After the development of a biofilm, bacteria produce a range of biopolymers that help in cell-to-cell and cell-to-surface attachment. These extracellular polymeric substances (EPSs), which are primarily made up of proteins, lipids, polysaccharides, and nucleic acids, help in the mechanical stability and adhesion of biofilms to surfaces. Additionally, they serve as scaffolds for three-dimensional biofilm structures that unite and immobilize the bacterial community.³ In medical settings, biofilms release toxic substances and can even impede catheters due to persistent infections, accounting for 80% or more of all bacterial infections.⁴ E. coli is a principal factor responsible for sepsis in neonates and individuals with a weak immune system. Particularly, the pathogenicity of E. coli depends on its capacity to build biofilms rather than the toxins it produces.⁵ M13 stands out as a promising naturally occurring biorecognition element candidate for targeting E. coli.^6,7 Conventional biological recognition elements, such as aptamers, antibodies, and peptides, exhibit high specificity towards targeted bacteria. However, they are vulnerable to damage under conditions like elevated temperature, high salt concentration, acidic pH, chaotropic agents, and prolonged storage.^7,8

Quorum sensing (QS), a chemical signaling mechanism, is used by the densely packed bacterial cells in biofilms to interact with one another. When the required cell density is reached, bacteria release autoinducer chemicals into the extracellular matrix to upregulate the development and maturation of biofilms.⁹ Autoinducer molecules play an important role in facilitating the secretion of virulence factors by the bacterial cells within the biofilm, thereby modulating the host immune system. The biofilm presents a challenging barrier as it impedes the penetration of conventional antibiotics and consequently reduces their efficacy against the bacterial cells.^10,11 Therefore, it is urgent to look into alternative therapeutic agents to treat diseases that are caused, in particular, by the development of E. coli biofilms.

Entries supplied:
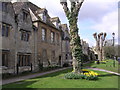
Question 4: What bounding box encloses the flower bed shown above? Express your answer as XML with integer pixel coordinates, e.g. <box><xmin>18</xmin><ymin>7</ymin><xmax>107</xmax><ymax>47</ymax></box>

<box><xmin>65</xmin><ymin>69</ymin><xmax>99</xmax><ymax>80</ymax></box>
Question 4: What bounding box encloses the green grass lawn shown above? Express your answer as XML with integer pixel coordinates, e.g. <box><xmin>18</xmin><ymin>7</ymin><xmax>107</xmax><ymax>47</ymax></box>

<box><xmin>85</xmin><ymin>60</ymin><xmax>119</xmax><ymax>72</ymax></box>
<box><xmin>3</xmin><ymin>69</ymin><xmax>118</xmax><ymax>88</ymax></box>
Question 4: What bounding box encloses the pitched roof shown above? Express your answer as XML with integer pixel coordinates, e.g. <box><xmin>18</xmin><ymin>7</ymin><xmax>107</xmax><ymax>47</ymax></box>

<box><xmin>50</xmin><ymin>17</ymin><xmax>60</xmax><ymax>22</ymax></box>
<box><xmin>13</xmin><ymin>2</ymin><xmax>25</xmax><ymax>14</ymax></box>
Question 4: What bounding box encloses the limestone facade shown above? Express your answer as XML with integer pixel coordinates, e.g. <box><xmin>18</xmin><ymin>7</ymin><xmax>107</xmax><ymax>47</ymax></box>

<box><xmin>0</xmin><ymin>2</ymin><xmax>70</xmax><ymax>74</ymax></box>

Exercise instructions:
(a) According to the biofilm passage, what are extracellular polymeric substances primarily made up of?
(b) Please write out the biofilm passage from "Quorum sensing (QS), a" to "E. coli biofilms.".
The material has no connection to the biofilm passage.

Responses to the exercise:
(a) Proteins, lipids, polysaccharides, and nucleic acids.

(b)
Quorum sensing (QS), a chemical signaling mechanism, is used by the densely packed bacterial cells in biofilms to interact with one another. When the required cell density is reached, bacteria release autoinducer chemicals into the extracellular matrix to upregulate the development and maturation of biofilms.⁹ Autoinducer molecules play an important role in facilitating the secretion of virulence factors by the bacterial cells within the biofilm, thereby modulating the host immune system. The biofilm presents a challenging barrier as it impedes the penetration of conventional antibiotics and consequently reduces their efficacy against the bacterial cells.^10,11 Therefore, it is urgent to look into alternative therapeutic agents to treat diseases that are caused, in particular, by the development of E. coli biofilms.